═════ Data records ═════

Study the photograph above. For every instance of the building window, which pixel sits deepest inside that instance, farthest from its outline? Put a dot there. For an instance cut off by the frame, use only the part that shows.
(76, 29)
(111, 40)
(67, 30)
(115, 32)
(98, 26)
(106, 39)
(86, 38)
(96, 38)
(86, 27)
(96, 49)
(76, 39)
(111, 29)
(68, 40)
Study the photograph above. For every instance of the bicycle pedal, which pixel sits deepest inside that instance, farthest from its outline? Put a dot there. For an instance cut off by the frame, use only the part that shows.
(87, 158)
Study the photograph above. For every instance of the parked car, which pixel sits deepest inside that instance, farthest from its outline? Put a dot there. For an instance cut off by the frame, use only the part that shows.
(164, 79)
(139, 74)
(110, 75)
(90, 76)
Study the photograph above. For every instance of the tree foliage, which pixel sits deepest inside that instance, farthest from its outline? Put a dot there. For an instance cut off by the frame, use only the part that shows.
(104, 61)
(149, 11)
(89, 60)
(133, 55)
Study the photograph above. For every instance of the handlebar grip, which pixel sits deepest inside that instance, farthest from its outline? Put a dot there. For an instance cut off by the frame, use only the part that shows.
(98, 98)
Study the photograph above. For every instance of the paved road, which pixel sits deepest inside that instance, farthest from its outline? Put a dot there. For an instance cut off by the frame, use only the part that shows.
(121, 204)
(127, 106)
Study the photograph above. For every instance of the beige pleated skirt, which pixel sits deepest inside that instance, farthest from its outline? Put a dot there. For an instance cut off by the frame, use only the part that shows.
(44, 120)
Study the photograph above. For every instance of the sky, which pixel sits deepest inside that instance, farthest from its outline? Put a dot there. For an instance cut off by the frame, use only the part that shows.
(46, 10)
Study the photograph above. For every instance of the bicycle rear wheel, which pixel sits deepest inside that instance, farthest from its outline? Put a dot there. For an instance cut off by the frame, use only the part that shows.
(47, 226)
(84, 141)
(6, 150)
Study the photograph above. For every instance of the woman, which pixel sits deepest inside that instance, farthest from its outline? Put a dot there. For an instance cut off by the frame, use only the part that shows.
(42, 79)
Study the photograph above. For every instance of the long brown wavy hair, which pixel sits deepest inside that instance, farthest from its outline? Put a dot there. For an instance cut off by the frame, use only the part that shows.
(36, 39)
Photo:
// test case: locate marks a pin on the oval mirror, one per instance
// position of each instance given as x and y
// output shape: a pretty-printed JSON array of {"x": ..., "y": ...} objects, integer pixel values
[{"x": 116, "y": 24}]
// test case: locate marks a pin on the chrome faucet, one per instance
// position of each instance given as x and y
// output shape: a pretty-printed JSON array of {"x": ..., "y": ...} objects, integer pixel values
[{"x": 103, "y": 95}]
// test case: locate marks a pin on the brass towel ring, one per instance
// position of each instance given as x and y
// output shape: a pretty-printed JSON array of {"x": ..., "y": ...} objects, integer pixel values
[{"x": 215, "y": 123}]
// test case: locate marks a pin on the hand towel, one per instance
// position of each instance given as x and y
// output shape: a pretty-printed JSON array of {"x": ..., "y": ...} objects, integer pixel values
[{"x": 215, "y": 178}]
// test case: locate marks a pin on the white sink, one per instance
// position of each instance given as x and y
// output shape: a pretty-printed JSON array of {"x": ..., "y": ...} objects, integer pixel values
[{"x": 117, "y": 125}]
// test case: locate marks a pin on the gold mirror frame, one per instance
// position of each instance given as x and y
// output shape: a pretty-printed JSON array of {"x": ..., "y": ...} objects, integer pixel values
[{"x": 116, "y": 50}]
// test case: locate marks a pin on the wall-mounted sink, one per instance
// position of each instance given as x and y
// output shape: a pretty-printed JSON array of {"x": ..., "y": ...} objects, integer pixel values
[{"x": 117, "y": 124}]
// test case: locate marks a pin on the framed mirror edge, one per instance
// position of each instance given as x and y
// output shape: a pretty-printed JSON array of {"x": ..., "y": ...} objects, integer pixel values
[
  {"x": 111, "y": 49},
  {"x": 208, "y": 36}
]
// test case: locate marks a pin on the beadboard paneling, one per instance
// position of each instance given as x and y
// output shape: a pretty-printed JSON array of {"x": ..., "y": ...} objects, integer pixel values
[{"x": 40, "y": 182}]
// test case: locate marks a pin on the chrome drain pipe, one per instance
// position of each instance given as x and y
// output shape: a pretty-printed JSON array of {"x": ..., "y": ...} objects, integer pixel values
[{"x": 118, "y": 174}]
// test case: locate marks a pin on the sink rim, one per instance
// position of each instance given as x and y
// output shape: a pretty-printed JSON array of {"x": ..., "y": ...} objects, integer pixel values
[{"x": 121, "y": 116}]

═════

* **Your task**
Copy out the full set of entries without altering anything.

* **Expected answer**
Study the photograph above. For every instance of the building window, which pixel sits deepest inside that instance, farthest from its outline? Put a dot there. For an instance cut off by the frame, use only the part that shows.
(76, 29)
(111, 40)
(67, 30)
(115, 32)
(98, 26)
(106, 39)
(86, 38)
(96, 38)
(86, 27)
(96, 49)
(76, 39)
(111, 29)
(68, 40)
Study the photograph above. For every instance of the bicycle pedal, which pixel sits deepest inside that instance, farthest from its outline? Put a dot there. For an instance cut off by the frame, use only the part that shows.
(87, 158)
Study the photograph above. For every instance of the parked car, which pixel sits deepest inside that instance, farthest from its outline? Put a dot there. For an instance cut off by the frame, use only the part that shows.
(164, 79)
(139, 74)
(110, 75)
(90, 76)
Study the photograph above. For every instance of the tree foliage, which pixel sits deepest inside that instance, farthest from its outline? Put a dot there. For an instance cut off by the frame, use only the part that shows.
(104, 61)
(149, 11)
(89, 60)
(133, 55)
Study the photograph above. For every instance of the handlebar grip, which pixel sits deepest inside that instance, farthest from its outline? Put a dot there. For an instance cut off by the frame, use only the part that shows.
(98, 98)
Study the photograph above. For every instance of the paved road, which pixel sits deepest inside that instance, farthest from its outline? Put a dot there. For an instance cut off by the frame, use only the part that shows.
(121, 204)
(127, 106)
Study the photograph above. For every instance of the beige pleated skirt, which pixel sits deepest inside that instance, farthest from its outline? Put a dot there. For an instance cut off by the frame, use only the part that shows.
(44, 120)
Study the photograph above. For every instance of the sky, which pixel sits deepest inside that instance, farthest from its outline? Put a dot there. For an instance cut off by the frame, use only the part that shows.
(46, 10)
Study the photograph above. For every instance of the bicycle rear wheel, which pixel sits deepest inside that instance, farthest from its outline? Put a dot there. For an instance cut off by the frame, use only the part that shows.
(47, 226)
(84, 141)
(6, 150)
Study the photograph above. For every instance of the woman, which pixel sits deepest inside that instance, farthest from its outline? Put a dot there. For an instance cut off by the frame, use only the part that shows.
(42, 79)
Study the photograph above. For every instance of the long brown wavy hair, which pixel sits deepest inside that instance, farthest from its outline? Put a dot there. For an instance cut off by the frame, use only the part that shows.
(36, 39)
Photo:
// test case: locate marks a pin on the oval mirror, one per instance
// position of each instance given as x and y
// output shape: a pretty-printed JSON array of {"x": ..., "y": ...} objects, integer pixel values
[{"x": 116, "y": 24}]
// test case: locate marks a pin on the chrome faucet, one per instance
// position of each instance given as x and y
// output shape: a pretty-printed JSON array of {"x": ..., "y": ...} objects, integer pixel values
[{"x": 103, "y": 95}]
// test case: locate marks a pin on the brass towel ring, one per instance
// position of each instance given as x and y
// output shape: a pretty-printed JSON array of {"x": ..., "y": ...} objects, integer pixel values
[{"x": 215, "y": 123}]
// test case: locate marks a pin on the hand towel, one per instance
// position of each instance given as x and y
// output shape: a pretty-printed JSON array of {"x": ..., "y": ...} objects, integer pixel values
[{"x": 215, "y": 178}]
// test case: locate marks a pin on the white sink, one per instance
// position of each instance given as x and y
// output shape: a pretty-printed JSON array of {"x": ..., "y": ...} objects, integer pixel values
[{"x": 117, "y": 125}]
// test case: locate marks a pin on the gold mirror frame, one per instance
// position of each instance given as x and y
// output shape: a pretty-printed JSON array of {"x": ..., "y": ...} objects, integer pixel values
[{"x": 116, "y": 50}]
// test case: locate marks a pin on the wall-mounted sink, one per instance
// position of each instance given as x and y
// output shape: a pretty-printed JSON array of {"x": ..., "y": ...} objects, integer pixel values
[{"x": 117, "y": 124}]
// test case: locate marks a pin on the framed mirror edge, one per instance
// position of each instance given as x and y
// output shape: a pretty-printed JSON array of {"x": ..., "y": ...} objects, integer pixel values
[
  {"x": 111, "y": 49},
  {"x": 208, "y": 36}
]
// test case: locate marks a pin on the beadboard paneling, one per instance
// position of each instance given as x and y
// output shape: a pretty-printed JSON array of {"x": ..., "y": ...} objects, integer pixel values
[{"x": 40, "y": 182}]
// test case: locate marks a pin on the chrome drain pipe, one per instance
// position of each instance given as x and y
// output shape: a pretty-printed JSON array of {"x": ..., "y": ...} objects, integer pixel values
[{"x": 118, "y": 174}]
// test case: locate marks a pin on the sink rim, one per instance
// position of each instance given as x and y
// output shape: a pretty-printed JSON array of {"x": ..., "y": ...} objects, integer pixel values
[{"x": 121, "y": 116}]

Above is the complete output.